### [Exercise instructions]
Print the lines from the very beginning through the line holding "positive clicks: (283, 209) (233, 202)", inclusive, without changing anything. Leave the pictures out.

### [Exercise input]
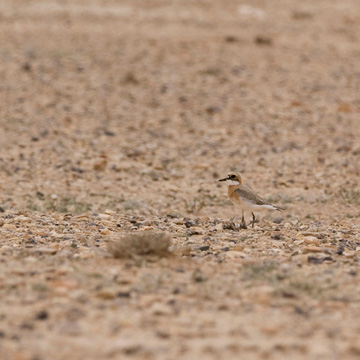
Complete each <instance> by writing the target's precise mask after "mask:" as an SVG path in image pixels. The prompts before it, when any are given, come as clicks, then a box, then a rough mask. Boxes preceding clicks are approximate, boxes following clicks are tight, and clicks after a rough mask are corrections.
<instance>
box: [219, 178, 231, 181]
mask: <svg viewBox="0 0 360 360" xmlns="http://www.w3.org/2000/svg"><path fill="white" fill-rule="evenodd" d="M226 180H229V177H227V178H224V179H220V180H219V181H226Z"/></svg>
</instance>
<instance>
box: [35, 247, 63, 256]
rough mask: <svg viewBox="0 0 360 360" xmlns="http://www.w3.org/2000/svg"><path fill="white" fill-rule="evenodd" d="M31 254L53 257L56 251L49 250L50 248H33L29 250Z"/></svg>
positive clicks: (52, 249) (54, 254) (51, 249)
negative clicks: (48, 255)
mask: <svg viewBox="0 0 360 360" xmlns="http://www.w3.org/2000/svg"><path fill="white" fill-rule="evenodd" d="M29 251H30V252H31V253H39V254H44V255H55V254H56V253H57V249H51V248H41V247H39V248H35V249H31V250H29Z"/></svg>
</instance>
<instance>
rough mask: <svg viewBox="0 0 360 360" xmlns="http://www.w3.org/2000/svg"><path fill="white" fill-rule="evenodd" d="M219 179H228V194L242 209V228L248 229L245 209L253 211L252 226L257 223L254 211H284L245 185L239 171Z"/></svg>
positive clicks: (283, 209) (233, 202)
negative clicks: (274, 210) (270, 202)
mask: <svg viewBox="0 0 360 360" xmlns="http://www.w3.org/2000/svg"><path fill="white" fill-rule="evenodd" d="M219 181H226V182H227V183H228V185H229V188H228V194H229V198H230V200H231V202H232V203H233V204H234V205H236V206H238V207H239V208H240V209H242V218H241V225H240V227H241V228H242V229H247V227H246V223H245V218H244V211H245V210H246V211H251V214H252V216H253V220H252V227H254V224H255V215H254V211H260V210H267V209H268V210H278V211H282V210H284V209H283V208H281V207H279V206H276V205H272V204H270V203H268V202H267V201H266V200H264V199H263V198H261V197H260V196H259V195H258V194H257V193H256V192H255V191H254V190H252V189H251V188H250V187H248V186H246V185H243V183H242V180H241V176H240V174H238V173H229V174H228V176H227V177H226V178H224V179H220V180H219Z"/></svg>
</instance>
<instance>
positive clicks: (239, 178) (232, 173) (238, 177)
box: [219, 172, 242, 185]
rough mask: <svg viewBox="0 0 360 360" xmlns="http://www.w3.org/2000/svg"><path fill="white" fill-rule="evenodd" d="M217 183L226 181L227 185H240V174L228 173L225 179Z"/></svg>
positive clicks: (240, 180)
mask: <svg viewBox="0 0 360 360" xmlns="http://www.w3.org/2000/svg"><path fill="white" fill-rule="evenodd" d="M219 181H226V182H227V184H228V185H240V184H241V182H242V181H241V176H240V174H239V173H235V172H231V173H229V174H228V176H227V177H226V178H224V179H220V180H219Z"/></svg>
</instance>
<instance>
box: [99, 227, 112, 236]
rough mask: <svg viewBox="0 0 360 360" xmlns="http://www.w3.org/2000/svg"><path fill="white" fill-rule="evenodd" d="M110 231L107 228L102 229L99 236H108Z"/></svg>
mask: <svg viewBox="0 0 360 360" xmlns="http://www.w3.org/2000/svg"><path fill="white" fill-rule="evenodd" d="M110 232H111V231H110V230H109V229H108V228H104V229H101V230H100V234H101V235H109V234H110Z"/></svg>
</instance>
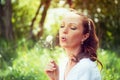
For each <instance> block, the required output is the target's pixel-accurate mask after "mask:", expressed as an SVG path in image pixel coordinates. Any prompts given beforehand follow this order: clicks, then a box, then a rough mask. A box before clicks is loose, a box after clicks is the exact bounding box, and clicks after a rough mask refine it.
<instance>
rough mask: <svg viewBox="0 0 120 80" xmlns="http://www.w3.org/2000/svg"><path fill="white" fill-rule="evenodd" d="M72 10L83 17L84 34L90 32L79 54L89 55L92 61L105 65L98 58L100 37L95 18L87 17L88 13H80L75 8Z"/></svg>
mask: <svg viewBox="0 0 120 80" xmlns="http://www.w3.org/2000/svg"><path fill="white" fill-rule="evenodd" d="M70 11H71V12H74V13H76V14H78V15H80V16H81V17H83V21H82V25H83V34H87V33H89V37H88V38H87V39H86V40H85V41H84V42H83V43H82V45H81V48H82V50H81V52H80V54H79V55H81V56H82V57H81V56H80V57H81V58H83V57H88V58H90V59H91V60H92V61H97V62H98V63H100V65H101V66H102V67H103V65H102V63H101V62H100V61H99V60H98V58H97V49H98V45H99V39H98V37H97V35H96V30H95V24H94V22H93V20H92V19H90V18H89V17H87V16H86V15H83V14H81V13H78V12H77V11H76V10H74V9H71V10H70Z"/></svg>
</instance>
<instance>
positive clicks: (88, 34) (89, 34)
mask: <svg viewBox="0 0 120 80" xmlns="http://www.w3.org/2000/svg"><path fill="white" fill-rule="evenodd" d="M89 35H90V34H89V33H86V34H84V35H83V38H82V41H83V42H84V41H85V40H86V39H87V38H88V37H89Z"/></svg>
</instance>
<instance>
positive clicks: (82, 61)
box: [79, 58, 97, 69]
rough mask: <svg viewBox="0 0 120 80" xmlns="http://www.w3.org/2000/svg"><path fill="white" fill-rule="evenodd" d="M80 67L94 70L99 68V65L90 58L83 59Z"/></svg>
mask: <svg viewBox="0 0 120 80" xmlns="http://www.w3.org/2000/svg"><path fill="white" fill-rule="evenodd" d="M79 65H80V66H82V67H83V68H88V69H91V68H94V67H97V64H96V63H95V62H93V61H91V60H90V59H89V58H83V59H81V60H80V61H79Z"/></svg>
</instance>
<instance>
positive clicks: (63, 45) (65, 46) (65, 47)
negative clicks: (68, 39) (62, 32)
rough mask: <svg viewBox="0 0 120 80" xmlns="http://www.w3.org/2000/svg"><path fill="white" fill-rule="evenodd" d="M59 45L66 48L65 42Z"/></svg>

### [Answer section]
Complete each <instance> by writing the target's precise mask after "mask:" as an SVG path in image pixels. The prompts before it, when any are given, come as clicks, then a box, then a rough mask. Boxes preceding clicks are approximate, boxes following clicks are tight, and clicks after a rough mask are corrections.
<instance>
box: [219, 178, 231, 181]
mask: <svg viewBox="0 0 360 360" xmlns="http://www.w3.org/2000/svg"><path fill="white" fill-rule="evenodd" d="M226 180H229V177H227V178H224V179H220V180H219V181H226Z"/></svg>
</instance>
<instance>
box: [35, 247, 63, 256]
rough mask: <svg viewBox="0 0 360 360" xmlns="http://www.w3.org/2000/svg"><path fill="white" fill-rule="evenodd" d="M31 254L53 257L56 251L49 250L50 248H33L29 250Z"/></svg>
positive clicks: (52, 249) (54, 254) (51, 249)
negative clicks: (48, 255)
mask: <svg viewBox="0 0 360 360" xmlns="http://www.w3.org/2000/svg"><path fill="white" fill-rule="evenodd" d="M29 251H30V252H31V253H39V254H44V255H55V254H56V253H57V249H51V248H41V247H39V248H35V249H31V250H29Z"/></svg>
</instance>
<instance>
rough mask: <svg viewBox="0 0 360 360" xmlns="http://www.w3.org/2000/svg"><path fill="white" fill-rule="evenodd" d="M219 179H228V194L242 209V228L248 229L245 209L253 211L252 226L257 223L254 211H284L245 185L239 171Z"/></svg>
positive clicks: (283, 209) (233, 202)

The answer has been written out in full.